■ **EXPLORE THE MATERIAL**
(a) List each source of electricity named in the article on states competing in advanced nuclear energy.
(b) Continue the article on states competing to lead in advanced nuclear energy, picking up after its final sentence.

■ **SOURCE DOCUMENT**
BEGIN

In the United States, a competitive race is unfolding among states to position themselves as leaders in the emerging field of advanced nuclear energy. With the promise of newer and cheaper nuclear power on the horizon, state policymakers are looking to expand subsidies and eliminate regulatory barriers to foster growth in this sector. Advanced reactor designs are rapidly filling the federal government’s regulatory pipeline, positioned as climate-friendly solutions capable of meeting electricity demands from today’s tech giants.

The industry aims for these reactors to be operational as early as 2030, but they encounter public skepticism regarding safety concerns and competition from renewable energy sources like wind and solar power. Nevertheless, high-level federal support and proactive measures by utilities across the country are helping to incorporate nuclear energy into their electricity portfolios. Last year alone, 25 states enacted legislation to support advanced nuclear energy, and so far this year, over 200 bills have been introduced that favor nuclear projects, as indicated by Marc Nichol from the Nuclear Energy Institute.

Advanced reactors, such as small modular reactors (SMRs) and microreactors, promise to be faster and more flexible to build than conventional nuclear power plants. Unlike traditional reactors, which can generate between 800 to 1,000 megawatts—sufficient to power around half a million homes—modular reactors are designed to produce 300 megawatts or less, while microreactors produce no more than 20 megawatts. This smaller scale allows for potential installations closer to the specific energy demands of individual customers, such as data centers.

END

■ **RECORDS PROVIDED**
BEGIN

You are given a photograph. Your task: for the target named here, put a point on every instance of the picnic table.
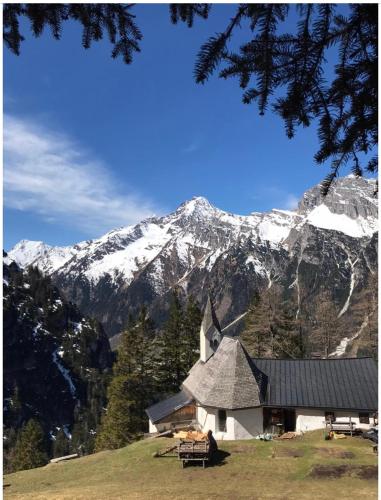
(341, 426)
(199, 451)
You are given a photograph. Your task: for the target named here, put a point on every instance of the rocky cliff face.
(328, 245)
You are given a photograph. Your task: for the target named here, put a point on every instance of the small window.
(222, 420)
(330, 416)
(364, 418)
(276, 416)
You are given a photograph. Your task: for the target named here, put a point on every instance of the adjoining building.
(238, 397)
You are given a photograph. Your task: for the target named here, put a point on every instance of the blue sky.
(92, 144)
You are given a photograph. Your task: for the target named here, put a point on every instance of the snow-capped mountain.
(199, 248)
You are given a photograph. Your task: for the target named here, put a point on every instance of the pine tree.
(170, 367)
(130, 390)
(271, 328)
(288, 72)
(325, 327)
(191, 329)
(97, 20)
(61, 445)
(31, 449)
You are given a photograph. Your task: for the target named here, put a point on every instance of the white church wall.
(240, 424)
(309, 419)
(206, 418)
(159, 427)
(248, 423)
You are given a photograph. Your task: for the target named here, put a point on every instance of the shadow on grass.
(219, 457)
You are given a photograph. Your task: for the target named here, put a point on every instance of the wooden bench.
(341, 426)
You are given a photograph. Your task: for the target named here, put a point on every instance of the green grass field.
(302, 468)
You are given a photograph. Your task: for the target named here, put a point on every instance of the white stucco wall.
(240, 424)
(309, 419)
(248, 423)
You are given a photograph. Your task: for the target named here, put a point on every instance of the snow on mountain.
(47, 258)
(327, 244)
(359, 227)
(198, 233)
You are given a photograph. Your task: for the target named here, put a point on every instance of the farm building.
(238, 397)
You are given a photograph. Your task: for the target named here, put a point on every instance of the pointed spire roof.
(210, 322)
(228, 380)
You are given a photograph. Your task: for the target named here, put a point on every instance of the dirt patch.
(242, 449)
(367, 471)
(329, 471)
(287, 452)
(335, 453)
(337, 471)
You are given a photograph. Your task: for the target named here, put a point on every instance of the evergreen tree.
(130, 390)
(191, 331)
(31, 449)
(97, 20)
(170, 368)
(61, 445)
(271, 328)
(288, 71)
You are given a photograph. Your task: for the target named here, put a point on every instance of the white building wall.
(240, 424)
(248, 423)
(160, 427)
(309, 419)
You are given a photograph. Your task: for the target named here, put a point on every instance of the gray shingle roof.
(164, 408)
(229, 379)
(349, 383)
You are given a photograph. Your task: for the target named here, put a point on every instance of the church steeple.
(210, 332)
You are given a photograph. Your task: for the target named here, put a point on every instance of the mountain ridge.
(200, 248)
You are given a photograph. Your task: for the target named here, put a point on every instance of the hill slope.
(55, 362)
(245, 469)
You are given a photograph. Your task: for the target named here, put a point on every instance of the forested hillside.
(56, 366)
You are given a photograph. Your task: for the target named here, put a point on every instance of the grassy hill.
(302, 468)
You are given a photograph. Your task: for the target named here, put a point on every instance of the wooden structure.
(61, 459)
(341, 427)
(194, 451)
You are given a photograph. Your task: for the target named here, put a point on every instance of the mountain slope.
(327, 244)
(55, 361)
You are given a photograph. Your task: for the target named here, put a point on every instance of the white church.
(238, 397)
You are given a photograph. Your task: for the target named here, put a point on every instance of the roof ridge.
(312, 359)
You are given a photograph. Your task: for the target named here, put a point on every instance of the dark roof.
(209, 321)
(164, 408)
(229, 379)
(349, 383)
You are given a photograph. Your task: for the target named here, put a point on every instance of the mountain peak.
(196, 204)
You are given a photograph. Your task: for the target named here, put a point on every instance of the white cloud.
(49, 174)
(291, 202)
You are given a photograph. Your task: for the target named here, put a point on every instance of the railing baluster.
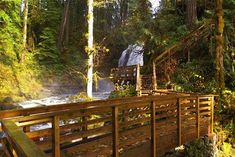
(115, 132)
(153, 129)
(56, 136)
(179, 121)
(212, 114)
(198, 116)
(84, 120)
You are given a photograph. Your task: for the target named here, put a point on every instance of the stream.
(60, 99)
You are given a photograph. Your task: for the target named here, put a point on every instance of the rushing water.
(133, 55)
(105, 86)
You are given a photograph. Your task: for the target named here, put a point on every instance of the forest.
(74, 43)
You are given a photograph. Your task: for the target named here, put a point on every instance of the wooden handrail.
(154, 117)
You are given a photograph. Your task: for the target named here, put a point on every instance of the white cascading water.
(133, 55)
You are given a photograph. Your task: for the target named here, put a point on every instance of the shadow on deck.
(135, 126)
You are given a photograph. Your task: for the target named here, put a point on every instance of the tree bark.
(191, 13)
(90, 48)
(219, 49)
(25, 21)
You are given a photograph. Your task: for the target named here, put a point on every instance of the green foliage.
(192, 77)
(47, 47)
(123, 91)
(199, 148)
(10, 33)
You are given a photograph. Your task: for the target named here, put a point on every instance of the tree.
(25, 22)
(90, 48)
(219, 52)
(191, 12)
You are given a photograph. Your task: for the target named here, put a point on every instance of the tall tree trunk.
(25, 21)
(90, 48)
(191, 12)
(219, 52)
(64, 24)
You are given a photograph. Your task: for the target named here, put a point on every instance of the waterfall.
(133, 55)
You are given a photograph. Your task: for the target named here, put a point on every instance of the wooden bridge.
(153, 124)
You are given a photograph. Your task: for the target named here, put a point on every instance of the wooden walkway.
(108, 127)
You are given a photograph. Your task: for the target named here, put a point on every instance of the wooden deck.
(108, 127)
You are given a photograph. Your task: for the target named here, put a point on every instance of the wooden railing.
(132, 75)
(109, 127)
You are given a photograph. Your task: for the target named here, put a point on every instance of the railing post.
(84, 120)
(212, 115)
(153, 130)
(115, 131)
(154, 77)
(198, 116)
(179, 121)
(138, 80)
(56, 136)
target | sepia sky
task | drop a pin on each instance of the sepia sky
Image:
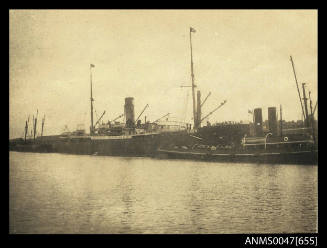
(242, 56)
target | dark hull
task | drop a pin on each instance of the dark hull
(140, 146)
(302, 157)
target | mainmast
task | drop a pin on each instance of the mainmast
(193, 85)
(305, 99)
(91, 128)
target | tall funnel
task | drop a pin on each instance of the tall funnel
(258, 129)
(129, 111)
(272, 120)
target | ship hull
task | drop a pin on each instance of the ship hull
(296, 157)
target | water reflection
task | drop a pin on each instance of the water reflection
(56, 193)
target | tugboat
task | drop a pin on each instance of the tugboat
(248, 142)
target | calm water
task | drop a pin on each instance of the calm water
(56, 193)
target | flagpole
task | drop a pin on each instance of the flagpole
(91, 128)
(193, 86)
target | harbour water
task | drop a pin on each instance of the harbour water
(79, 194)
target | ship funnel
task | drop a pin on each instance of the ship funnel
(272, 120)
(258, 129)
(129, 111)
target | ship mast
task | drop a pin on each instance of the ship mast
(193, 85)
(91, 128)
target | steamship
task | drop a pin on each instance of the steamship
(114, 138)
(222, 142)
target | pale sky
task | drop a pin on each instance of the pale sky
(242, 56)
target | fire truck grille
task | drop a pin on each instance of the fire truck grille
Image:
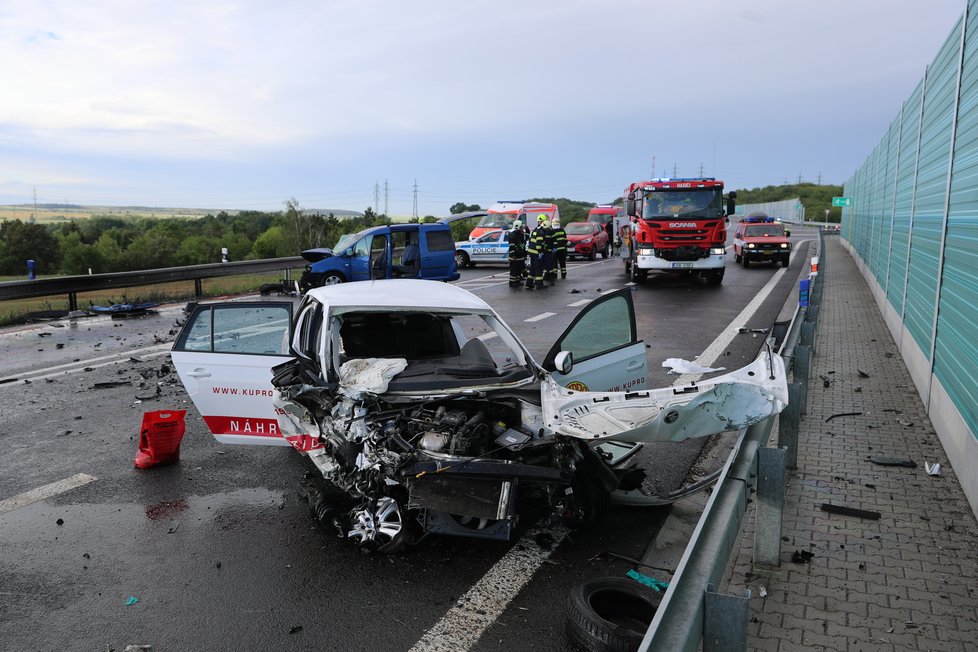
(683, 253)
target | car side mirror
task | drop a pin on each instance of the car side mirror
(630, 207)
(564, 362)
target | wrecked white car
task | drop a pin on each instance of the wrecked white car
(425, 414)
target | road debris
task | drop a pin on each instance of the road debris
(892, 461)
(850, 511)
(651, 582)
(842, 414)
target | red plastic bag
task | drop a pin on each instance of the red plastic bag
(159, 438)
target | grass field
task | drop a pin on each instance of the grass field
(45, 215)
(20, 311)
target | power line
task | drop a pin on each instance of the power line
(415, 215)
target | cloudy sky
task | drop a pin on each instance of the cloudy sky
(244, 104)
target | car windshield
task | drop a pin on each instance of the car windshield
(492, 236)
(763, 229)
(578, 228)
(345, 242)
(685, 203)
(497, 221)
(444, 351)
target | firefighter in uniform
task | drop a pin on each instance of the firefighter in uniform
(560, 247)
(550, 253)
(536, 249)
(517, 255)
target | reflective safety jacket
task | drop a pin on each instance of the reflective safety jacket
(560, 239)
(538, 242)
(517, 244)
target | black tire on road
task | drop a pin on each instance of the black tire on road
(610, 614)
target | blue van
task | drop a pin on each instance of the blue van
(425, 251)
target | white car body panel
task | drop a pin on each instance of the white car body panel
(729, 402)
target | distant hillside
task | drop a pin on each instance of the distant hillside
(816, 199)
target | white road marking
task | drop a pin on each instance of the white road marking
(47, 491)
(712, 352)
(77, 367)
(474, 612)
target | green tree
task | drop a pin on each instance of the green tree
(273, 243)
(23, 241)
(462, 207)
(77, 257)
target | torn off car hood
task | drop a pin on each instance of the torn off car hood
(729, 402)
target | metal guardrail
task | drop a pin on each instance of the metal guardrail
(692, 614)
(72, 285)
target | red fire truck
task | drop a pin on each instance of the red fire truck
(677, 225)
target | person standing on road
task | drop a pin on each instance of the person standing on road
(560, 247)
(536, 249)
(517, 255)
(550, 251)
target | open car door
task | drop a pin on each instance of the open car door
(224, 356)
(607, 354)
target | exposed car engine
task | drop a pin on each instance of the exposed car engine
(398, 471)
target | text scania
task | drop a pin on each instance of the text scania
(243, 391)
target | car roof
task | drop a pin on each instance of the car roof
(395, 294)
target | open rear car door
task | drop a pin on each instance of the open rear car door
(607, 354)
(224, 356)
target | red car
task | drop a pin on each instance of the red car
(587, 239)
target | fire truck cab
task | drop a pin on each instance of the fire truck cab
(678, 226)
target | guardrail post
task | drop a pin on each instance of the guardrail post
(725, 621)
(807, 337)
(788, 422)
(802, 368)
(770, 506)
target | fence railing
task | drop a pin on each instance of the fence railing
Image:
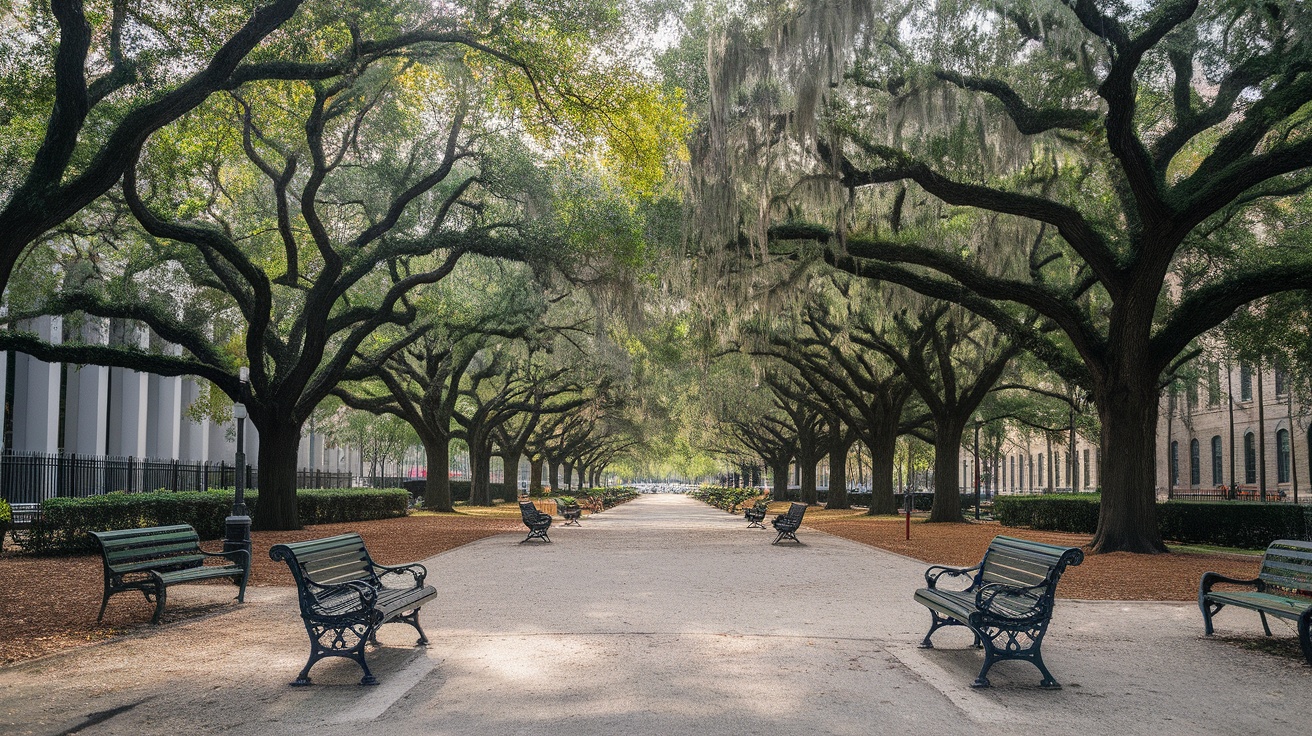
(30, 478)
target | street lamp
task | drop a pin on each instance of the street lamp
(238, 525)
(978, 423)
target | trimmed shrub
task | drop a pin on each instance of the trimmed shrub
(1055, 512)
(64, 522)
(1231, 524)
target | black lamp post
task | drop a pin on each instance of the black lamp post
(238, 524)
(978, 423)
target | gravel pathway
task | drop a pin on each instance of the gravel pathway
(665, 617)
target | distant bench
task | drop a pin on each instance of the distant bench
(1008, 604)
(345, 597)
(1281, 589)
(154, 558)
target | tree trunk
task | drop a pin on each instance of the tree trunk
(883, 459)
(276, 511)
(511, 475)
(480, 467)
(947, 453)
(781, 480)
(808, 482)
(535, 475)
(1127, 518)
(839, 476)
(437, 487)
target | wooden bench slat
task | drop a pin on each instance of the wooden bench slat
(154, 558)
(1009, 625)
(343, 601)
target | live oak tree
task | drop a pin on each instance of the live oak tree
(1135, 144)
(483, 301)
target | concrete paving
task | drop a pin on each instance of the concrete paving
(665, 617)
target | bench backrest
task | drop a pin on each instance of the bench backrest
(130, 549)
(328, 560)
(1024, 563)
(529, 512)
(1289, 564)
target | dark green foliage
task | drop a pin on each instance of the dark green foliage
(727, 499)
(1235, 524)
(461, 491)
(1230, 524)
(64, 522)
(1055, 512)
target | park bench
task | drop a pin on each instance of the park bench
(154, 558)
(570, 513)
(1008, 604)
(345, 597)
(1281, 589)
(755, 516)
(537, 522)
(789, 522)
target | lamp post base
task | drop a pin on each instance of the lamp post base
(238, 533)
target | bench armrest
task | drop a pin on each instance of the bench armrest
(314, 592)
(937, 571)
(415, 570)
(239, 556)
(1210, 579)
(987, 593)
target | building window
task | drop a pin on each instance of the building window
(1282, 455)
(1174, 463)
(1195, 471)
(1214, 385)
(1216, 459)
(1249, 458)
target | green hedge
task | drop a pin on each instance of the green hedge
(1056, 512)
(64, 522)
(1228, 524)
(1232, 524)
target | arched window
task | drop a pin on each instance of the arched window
(1174, 463)
(1216, 459)
(1249, 458)
(1282, 455)
(1195, 472)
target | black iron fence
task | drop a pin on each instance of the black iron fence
(29, 478)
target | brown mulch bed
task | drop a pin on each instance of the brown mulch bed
(50, 604)
(1118, 576)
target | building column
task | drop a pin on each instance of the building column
(87, 398)
(194, 436)
(127, 398)
(164, 425)
(36, 394)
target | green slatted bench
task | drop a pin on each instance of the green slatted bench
(345, 597)
(1008, 604)
(1282, 588)
(154, 558)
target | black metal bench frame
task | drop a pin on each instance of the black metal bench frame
(151, 559)
(1008, 604)
(538, 522)
(755, 516)
(345, 598)
(1286, 566)
(787, 524)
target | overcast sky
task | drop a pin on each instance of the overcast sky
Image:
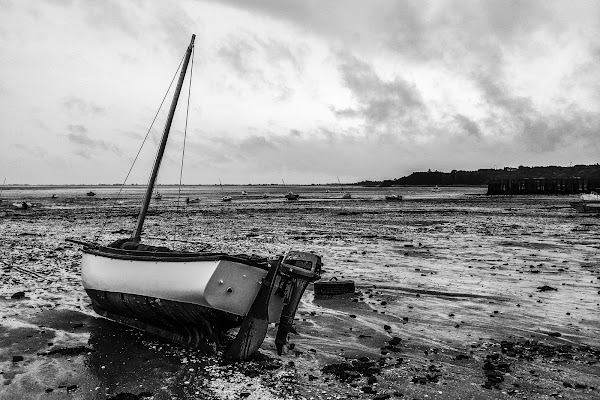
(305, 91)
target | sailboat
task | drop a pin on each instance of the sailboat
(290, 196)
(225, 197)
(345, 195)
(195, 298)
(588, 203)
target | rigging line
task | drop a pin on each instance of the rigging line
(139, 151)
(187, 113)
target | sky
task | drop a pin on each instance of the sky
(307, 91)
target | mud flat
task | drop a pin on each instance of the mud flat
(458, 297)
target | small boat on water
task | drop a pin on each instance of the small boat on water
(588, 203)
(345, 195)
(393, 197)
(292, 196)
(22, 205)
(194, 298)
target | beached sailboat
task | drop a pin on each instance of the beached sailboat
(194, 298)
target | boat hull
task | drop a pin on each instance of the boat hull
(586, 207)
(188, 324)
(194, 298)
(191, 299)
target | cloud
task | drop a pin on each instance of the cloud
(468, 125)
(78, 106)
(78, 135)
(380, 103)
(263, 63)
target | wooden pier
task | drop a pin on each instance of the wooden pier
(541, 186)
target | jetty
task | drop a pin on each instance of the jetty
(541, 186)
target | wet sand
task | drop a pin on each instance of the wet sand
(458, 296)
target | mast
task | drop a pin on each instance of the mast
(136, 237)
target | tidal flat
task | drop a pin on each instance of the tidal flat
(458, 295)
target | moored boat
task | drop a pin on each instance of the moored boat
(588, 203)
(292, 196)
(393, 197)
(194, 298)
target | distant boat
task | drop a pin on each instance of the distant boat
(393, 197)
(588, 203)
(22, 206)
(193, 298)
(346, 195)
(224, 198)
(290, 196)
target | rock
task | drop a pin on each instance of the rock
(395, 341)
(71, 388)
(368, 390)
(382, 396)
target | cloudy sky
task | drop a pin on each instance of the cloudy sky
(305, 91)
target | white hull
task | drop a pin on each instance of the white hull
(222, 285)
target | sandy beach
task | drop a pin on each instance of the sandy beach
(459, 296)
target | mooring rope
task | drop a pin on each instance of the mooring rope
(137, 155)
(187, 112)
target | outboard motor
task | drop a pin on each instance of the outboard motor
(297, 270)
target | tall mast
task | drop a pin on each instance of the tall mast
(144, 210)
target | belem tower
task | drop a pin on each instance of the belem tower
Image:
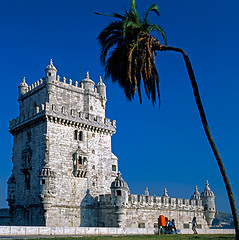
(64, 172)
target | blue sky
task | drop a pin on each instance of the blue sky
(156, 148)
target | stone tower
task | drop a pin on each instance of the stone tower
(62, 158)
(208, 200)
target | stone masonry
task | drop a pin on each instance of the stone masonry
(64, 172)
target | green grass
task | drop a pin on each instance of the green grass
(148, 237)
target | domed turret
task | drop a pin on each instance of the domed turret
(51, 72)
(88, 83)
(22, 87)
(101, 89)
(208, 200)
(196, 194)
(165, 193)
(119, 191)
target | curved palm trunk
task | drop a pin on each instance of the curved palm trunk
(207, 131)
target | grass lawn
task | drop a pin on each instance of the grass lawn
(149, 237)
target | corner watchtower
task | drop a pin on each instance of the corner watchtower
(61, 151)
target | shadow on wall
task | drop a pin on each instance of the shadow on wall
(89, 211)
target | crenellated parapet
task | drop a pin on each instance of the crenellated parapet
(163, 202)
(85, 86)
(70, 117)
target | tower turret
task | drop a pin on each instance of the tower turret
(87, 83)
(119, 198)
(119, 191)
(196, 194)
(101, 89)
(51, 72)
(22, 87)
(208, 200)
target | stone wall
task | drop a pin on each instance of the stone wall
(67, 231)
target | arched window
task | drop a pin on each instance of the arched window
(81, 136)
(80, 160)
(75, 134)
(29, 137)
(27, 181)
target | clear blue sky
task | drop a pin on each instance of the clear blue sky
(156, 148)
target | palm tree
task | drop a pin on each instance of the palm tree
(128, 51)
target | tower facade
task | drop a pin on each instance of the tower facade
(64, 172)
(62, 158)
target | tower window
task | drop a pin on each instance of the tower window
(27, 181)
(114, 168)
(29, 136)
(118, 192)
(80, 160)
(75, 135)
(81, 136)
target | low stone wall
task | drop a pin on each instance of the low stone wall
(25, 230)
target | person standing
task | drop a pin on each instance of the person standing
(194, 226)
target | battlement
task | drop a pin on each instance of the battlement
(65, 116)
(63, 83)
(156, 201)
(164, 201)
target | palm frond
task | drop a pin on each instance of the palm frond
(128, 52)
(157, 28)
(154, 8)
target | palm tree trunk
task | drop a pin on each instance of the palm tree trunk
(208, 133)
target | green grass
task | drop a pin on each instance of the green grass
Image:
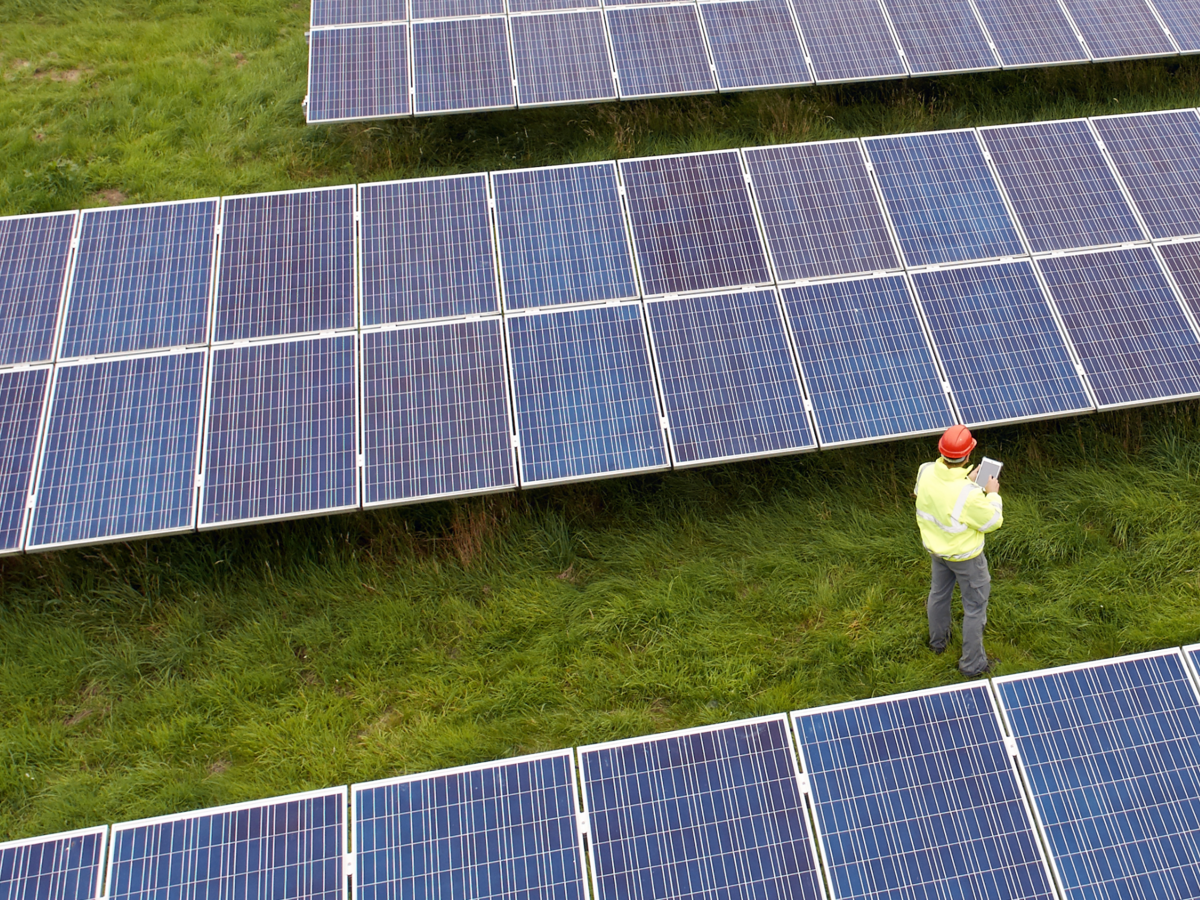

END

■ **EXPECTED RESPONSES**
(a) Nuclear power, wind power, and solar power.

(b)
Companies such as Amazon and Google are investing in nuclear technologies to fuel their rapidly expanding energy needs. As states compete not only with Big Tech but with each other, numerous initiatives are being introduced. In Tennessee, Governor Bill Lee proposed over $90 million to support a Tennessee Valley Authority project aimed at installing small reactors while also seeking to attract nuclear technology firms. The proposal includes establishing a Nuclear Energy Fund in 2023 to create a supply chain for nuclear energy, which encompasses a multibillion-dollar uranium enrichment plant.

Meanwhile, Utah is stirring interest with Governor Spencer Cox's "Operation Gigawatt," which aims to double the state’s electricity generation over the next decade, including a $20 million budget to prepare sites for nuclear installations. Texas has joined the fray with Governor Greg Abbott asserting the state's readiness to become a frontrunner in advanced nuclear energy, while Michigan and Indiana are also evaluating incentives for nuclear power development and workforce training.

Despite these optimistic developments, the future of these advanced reactors remains uncertain. Currently, no modular reactors are operational in the U.S., and a notable project to build the first modular reactor in Idaho was terminated in 2023 despite receiving federal aid. The U.S. Department of Energy has estimated that an additional 200 gigawatts of nuclear capacity will be required by 2050 to meet future electricity demands and achieve net-zero emissions of greenhouse gases.

As it stands, the U.S. operates close to 100 gigawatts of nuclear power, with more than 30 advanced projects in development. These initiatives largely rely on substantial federal backing, including subsidies and recently enacted tax credits. However, the industry faces challenges, including the absence of long-term radioactive waste solutions and an ongoing scrutiny of safety regulations. Concerns have been raised about claims of efficiency, safety, and reliability associated with smaller reactors, a sentiment echoed by experts like Edwin Lyman from the Union of Concerned Scientists.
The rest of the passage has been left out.